**Stated exercise:**
Pull out every line of the listing below that contains the string "leafy", matching case exactly.

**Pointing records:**
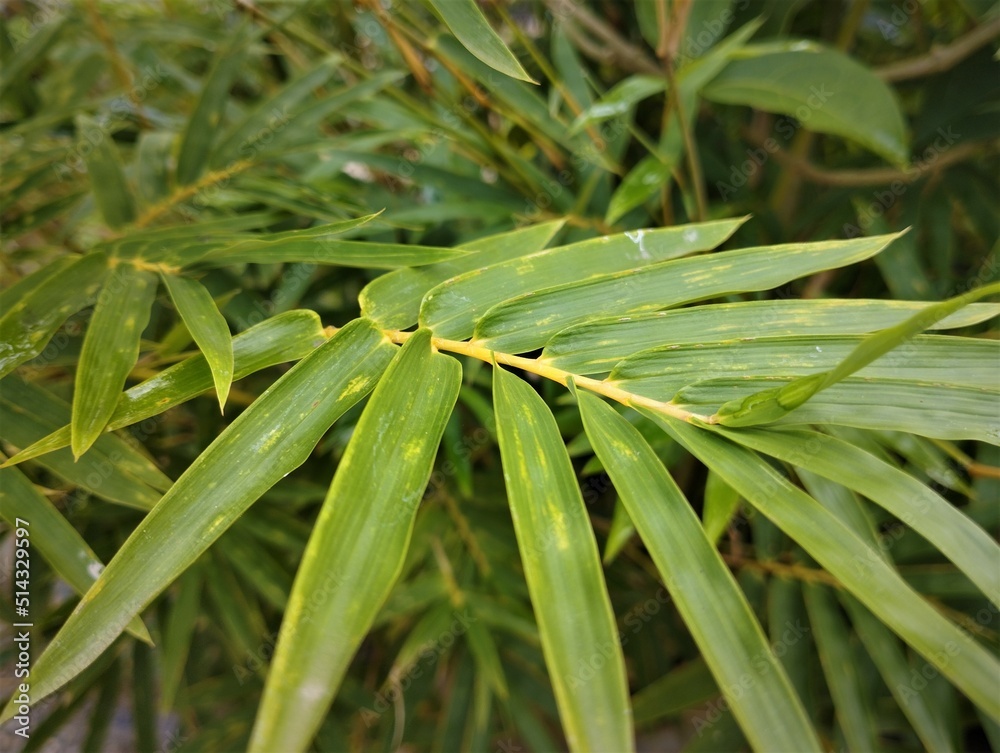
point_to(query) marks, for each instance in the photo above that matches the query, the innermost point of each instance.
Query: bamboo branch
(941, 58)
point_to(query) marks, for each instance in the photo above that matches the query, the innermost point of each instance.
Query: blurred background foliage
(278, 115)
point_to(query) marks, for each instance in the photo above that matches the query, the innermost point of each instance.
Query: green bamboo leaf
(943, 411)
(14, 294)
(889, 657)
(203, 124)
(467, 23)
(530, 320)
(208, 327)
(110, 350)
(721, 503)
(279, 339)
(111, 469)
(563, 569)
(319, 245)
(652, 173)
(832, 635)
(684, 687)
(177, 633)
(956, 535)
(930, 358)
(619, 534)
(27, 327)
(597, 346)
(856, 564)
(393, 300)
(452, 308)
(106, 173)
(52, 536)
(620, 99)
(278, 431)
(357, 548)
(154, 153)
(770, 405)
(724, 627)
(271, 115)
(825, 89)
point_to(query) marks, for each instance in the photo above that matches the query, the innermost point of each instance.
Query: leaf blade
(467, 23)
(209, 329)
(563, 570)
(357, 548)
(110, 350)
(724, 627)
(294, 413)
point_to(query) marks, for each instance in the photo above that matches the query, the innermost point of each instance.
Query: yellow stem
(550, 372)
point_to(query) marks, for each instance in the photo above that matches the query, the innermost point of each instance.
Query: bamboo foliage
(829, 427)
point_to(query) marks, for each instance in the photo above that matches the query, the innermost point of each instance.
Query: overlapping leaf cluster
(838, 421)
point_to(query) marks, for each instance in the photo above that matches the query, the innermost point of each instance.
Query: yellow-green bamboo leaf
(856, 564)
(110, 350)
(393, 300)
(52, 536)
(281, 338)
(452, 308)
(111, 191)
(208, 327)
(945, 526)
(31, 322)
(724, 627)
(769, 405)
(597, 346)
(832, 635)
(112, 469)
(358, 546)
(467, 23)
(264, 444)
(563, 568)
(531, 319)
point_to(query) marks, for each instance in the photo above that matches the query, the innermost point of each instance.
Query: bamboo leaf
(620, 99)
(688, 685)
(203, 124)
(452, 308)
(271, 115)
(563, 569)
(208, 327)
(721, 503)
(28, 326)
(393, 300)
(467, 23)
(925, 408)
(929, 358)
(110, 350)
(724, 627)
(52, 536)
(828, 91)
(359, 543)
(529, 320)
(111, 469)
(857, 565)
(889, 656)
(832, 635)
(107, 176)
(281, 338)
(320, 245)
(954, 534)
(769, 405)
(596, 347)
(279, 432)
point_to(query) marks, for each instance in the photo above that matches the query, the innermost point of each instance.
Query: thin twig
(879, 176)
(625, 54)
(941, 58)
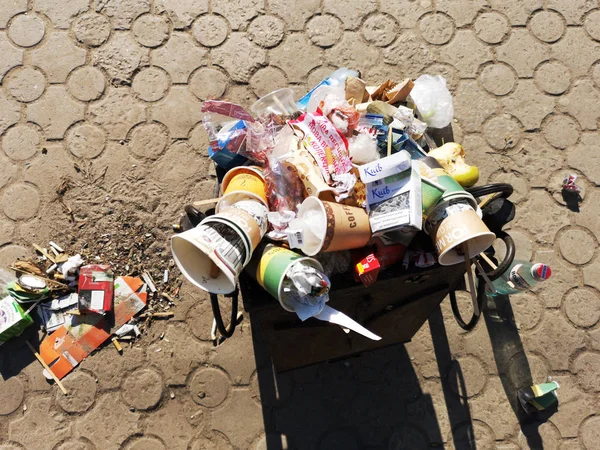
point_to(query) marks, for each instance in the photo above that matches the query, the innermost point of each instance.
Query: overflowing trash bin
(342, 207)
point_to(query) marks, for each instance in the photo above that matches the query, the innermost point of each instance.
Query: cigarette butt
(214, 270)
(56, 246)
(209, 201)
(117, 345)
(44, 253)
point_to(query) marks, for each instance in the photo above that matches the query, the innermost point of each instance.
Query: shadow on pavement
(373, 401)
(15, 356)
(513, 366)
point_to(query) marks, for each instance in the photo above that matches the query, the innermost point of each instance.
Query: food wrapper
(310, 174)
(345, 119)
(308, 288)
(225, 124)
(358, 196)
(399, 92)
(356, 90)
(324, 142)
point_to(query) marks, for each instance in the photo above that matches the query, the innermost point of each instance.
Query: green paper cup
--
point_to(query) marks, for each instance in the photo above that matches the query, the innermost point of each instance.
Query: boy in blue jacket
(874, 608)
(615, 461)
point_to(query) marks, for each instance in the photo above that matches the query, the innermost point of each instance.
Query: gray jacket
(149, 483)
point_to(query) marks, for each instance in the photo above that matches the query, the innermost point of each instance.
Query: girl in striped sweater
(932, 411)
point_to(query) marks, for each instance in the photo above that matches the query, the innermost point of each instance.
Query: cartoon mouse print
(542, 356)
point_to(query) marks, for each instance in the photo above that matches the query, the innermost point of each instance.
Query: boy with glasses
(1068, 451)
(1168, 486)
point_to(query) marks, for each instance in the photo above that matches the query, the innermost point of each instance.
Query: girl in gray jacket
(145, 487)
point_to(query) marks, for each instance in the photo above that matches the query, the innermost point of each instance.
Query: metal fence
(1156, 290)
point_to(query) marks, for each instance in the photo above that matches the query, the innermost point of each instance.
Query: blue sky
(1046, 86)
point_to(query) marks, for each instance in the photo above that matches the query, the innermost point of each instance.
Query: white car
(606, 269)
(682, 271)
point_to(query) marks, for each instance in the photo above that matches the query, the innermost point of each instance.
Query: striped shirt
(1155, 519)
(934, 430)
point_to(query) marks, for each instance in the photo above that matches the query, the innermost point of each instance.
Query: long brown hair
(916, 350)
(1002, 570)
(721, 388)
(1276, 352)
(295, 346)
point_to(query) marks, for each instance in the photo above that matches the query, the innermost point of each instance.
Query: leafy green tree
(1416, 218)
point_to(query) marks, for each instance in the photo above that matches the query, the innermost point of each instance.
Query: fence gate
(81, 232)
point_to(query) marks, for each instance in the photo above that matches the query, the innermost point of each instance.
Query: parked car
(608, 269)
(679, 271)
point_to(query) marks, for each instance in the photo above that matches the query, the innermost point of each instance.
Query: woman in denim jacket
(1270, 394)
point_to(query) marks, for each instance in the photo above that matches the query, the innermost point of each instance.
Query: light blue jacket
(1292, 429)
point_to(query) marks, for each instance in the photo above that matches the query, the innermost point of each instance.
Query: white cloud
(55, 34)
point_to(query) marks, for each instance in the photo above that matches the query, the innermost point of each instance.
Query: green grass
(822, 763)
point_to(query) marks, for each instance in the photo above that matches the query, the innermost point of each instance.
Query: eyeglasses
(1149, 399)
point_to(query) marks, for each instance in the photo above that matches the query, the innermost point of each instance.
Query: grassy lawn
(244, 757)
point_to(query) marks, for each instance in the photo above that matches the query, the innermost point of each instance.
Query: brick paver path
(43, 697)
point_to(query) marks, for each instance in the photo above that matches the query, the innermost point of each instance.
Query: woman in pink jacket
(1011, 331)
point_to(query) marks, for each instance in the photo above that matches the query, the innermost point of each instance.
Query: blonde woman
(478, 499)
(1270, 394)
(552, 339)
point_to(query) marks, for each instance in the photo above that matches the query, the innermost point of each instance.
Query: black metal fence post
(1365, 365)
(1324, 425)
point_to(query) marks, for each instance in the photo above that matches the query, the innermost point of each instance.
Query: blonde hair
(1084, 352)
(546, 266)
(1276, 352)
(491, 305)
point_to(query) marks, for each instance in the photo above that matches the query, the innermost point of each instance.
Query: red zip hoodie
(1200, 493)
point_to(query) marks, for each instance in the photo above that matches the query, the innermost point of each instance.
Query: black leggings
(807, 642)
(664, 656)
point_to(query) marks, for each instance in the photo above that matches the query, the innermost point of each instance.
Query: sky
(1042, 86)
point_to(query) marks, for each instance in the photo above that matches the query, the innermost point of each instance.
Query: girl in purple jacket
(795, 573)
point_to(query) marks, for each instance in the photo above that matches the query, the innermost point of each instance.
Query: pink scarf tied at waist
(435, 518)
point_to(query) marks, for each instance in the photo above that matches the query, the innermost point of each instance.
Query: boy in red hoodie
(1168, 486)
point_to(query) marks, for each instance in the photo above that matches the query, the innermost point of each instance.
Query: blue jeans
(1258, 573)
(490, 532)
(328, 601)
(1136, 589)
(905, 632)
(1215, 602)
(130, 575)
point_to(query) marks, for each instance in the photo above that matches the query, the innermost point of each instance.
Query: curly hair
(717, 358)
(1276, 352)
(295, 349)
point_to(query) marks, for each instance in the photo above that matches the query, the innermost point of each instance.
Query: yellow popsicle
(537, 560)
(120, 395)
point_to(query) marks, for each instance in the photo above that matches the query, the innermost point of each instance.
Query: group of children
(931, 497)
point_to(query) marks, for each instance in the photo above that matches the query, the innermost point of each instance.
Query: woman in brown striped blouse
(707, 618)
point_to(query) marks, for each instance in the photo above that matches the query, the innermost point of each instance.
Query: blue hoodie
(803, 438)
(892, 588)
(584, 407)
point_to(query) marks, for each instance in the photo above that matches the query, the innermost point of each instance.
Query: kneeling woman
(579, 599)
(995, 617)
==
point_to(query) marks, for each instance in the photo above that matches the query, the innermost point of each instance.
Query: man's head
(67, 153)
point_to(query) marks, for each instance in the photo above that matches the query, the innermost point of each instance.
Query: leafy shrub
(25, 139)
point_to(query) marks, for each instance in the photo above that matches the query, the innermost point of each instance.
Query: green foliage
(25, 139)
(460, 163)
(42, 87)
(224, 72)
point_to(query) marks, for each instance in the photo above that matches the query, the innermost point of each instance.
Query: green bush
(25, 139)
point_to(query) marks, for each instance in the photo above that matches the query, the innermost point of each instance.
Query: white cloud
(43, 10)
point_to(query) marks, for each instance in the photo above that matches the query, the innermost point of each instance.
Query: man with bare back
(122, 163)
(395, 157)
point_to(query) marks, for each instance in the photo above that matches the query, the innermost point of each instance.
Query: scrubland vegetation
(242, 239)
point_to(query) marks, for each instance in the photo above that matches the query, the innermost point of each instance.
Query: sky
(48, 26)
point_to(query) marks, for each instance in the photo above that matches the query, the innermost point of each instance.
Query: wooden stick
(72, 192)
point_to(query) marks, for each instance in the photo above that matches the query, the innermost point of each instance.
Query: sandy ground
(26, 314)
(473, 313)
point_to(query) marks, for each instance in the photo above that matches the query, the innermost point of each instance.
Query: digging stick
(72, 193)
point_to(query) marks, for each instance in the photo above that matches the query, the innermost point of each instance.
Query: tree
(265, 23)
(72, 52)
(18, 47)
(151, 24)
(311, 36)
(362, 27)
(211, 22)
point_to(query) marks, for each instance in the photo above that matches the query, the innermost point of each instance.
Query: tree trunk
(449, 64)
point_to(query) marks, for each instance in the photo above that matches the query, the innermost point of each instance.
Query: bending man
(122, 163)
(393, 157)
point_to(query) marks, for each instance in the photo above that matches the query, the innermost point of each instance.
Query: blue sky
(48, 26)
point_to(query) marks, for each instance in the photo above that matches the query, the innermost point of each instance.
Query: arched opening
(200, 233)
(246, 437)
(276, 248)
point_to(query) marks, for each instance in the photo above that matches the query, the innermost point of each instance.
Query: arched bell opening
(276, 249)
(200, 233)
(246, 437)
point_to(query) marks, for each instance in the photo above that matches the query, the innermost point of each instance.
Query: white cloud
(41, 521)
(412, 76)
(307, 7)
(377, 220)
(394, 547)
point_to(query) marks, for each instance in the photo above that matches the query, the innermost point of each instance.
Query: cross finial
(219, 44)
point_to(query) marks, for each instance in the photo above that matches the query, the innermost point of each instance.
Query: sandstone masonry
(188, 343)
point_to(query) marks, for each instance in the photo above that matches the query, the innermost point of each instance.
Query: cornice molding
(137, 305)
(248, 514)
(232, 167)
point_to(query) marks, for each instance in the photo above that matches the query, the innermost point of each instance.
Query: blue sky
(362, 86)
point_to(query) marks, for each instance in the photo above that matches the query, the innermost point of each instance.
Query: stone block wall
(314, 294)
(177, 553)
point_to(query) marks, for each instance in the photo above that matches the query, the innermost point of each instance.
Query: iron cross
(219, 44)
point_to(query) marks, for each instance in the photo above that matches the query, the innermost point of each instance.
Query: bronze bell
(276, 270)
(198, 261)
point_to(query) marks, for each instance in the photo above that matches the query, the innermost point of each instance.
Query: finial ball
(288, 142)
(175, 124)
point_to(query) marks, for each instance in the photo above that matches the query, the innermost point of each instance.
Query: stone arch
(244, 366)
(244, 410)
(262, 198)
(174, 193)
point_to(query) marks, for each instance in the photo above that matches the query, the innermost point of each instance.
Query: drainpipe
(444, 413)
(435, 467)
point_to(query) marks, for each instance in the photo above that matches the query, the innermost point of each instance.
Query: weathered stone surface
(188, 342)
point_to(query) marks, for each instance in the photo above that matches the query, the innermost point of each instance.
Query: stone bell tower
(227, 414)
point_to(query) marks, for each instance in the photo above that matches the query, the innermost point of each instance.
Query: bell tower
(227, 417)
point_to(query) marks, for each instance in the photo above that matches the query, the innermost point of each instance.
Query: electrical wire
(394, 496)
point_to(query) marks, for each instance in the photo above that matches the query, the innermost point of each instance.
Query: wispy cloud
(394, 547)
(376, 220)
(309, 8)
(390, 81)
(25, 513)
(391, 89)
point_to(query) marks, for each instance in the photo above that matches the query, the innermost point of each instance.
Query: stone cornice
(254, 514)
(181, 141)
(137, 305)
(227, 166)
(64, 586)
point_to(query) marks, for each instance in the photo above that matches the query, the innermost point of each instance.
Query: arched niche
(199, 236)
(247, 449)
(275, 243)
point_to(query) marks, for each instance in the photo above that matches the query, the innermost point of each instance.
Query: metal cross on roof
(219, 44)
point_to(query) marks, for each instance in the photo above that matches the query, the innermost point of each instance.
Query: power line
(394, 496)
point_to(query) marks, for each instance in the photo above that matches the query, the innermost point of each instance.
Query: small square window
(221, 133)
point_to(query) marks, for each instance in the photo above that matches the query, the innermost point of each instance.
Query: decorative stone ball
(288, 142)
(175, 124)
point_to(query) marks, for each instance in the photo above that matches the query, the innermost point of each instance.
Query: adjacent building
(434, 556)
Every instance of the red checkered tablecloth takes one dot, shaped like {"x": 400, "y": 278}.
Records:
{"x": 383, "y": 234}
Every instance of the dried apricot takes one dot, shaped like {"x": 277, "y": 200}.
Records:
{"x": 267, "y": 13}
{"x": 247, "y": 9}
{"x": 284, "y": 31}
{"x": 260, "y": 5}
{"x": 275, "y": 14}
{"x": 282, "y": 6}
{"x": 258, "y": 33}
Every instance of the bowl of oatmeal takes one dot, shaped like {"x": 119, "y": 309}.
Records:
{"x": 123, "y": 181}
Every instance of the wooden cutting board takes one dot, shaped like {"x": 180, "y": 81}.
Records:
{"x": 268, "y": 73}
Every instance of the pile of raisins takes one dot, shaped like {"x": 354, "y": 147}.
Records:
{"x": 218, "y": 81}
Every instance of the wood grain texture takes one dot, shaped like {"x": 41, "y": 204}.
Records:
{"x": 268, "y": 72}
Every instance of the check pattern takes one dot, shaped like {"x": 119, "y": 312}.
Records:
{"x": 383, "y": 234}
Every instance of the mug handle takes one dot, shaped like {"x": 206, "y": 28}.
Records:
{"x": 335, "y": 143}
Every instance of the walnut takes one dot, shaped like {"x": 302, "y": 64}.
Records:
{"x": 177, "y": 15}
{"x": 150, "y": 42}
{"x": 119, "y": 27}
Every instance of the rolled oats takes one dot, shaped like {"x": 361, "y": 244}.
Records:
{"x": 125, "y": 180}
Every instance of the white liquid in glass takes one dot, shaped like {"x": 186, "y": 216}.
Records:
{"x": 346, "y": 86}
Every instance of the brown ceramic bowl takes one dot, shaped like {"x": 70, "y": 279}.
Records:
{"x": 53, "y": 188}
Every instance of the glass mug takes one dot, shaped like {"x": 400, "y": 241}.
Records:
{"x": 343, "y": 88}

**Final result:**
Query: leafy green tree
Query: leafy shrub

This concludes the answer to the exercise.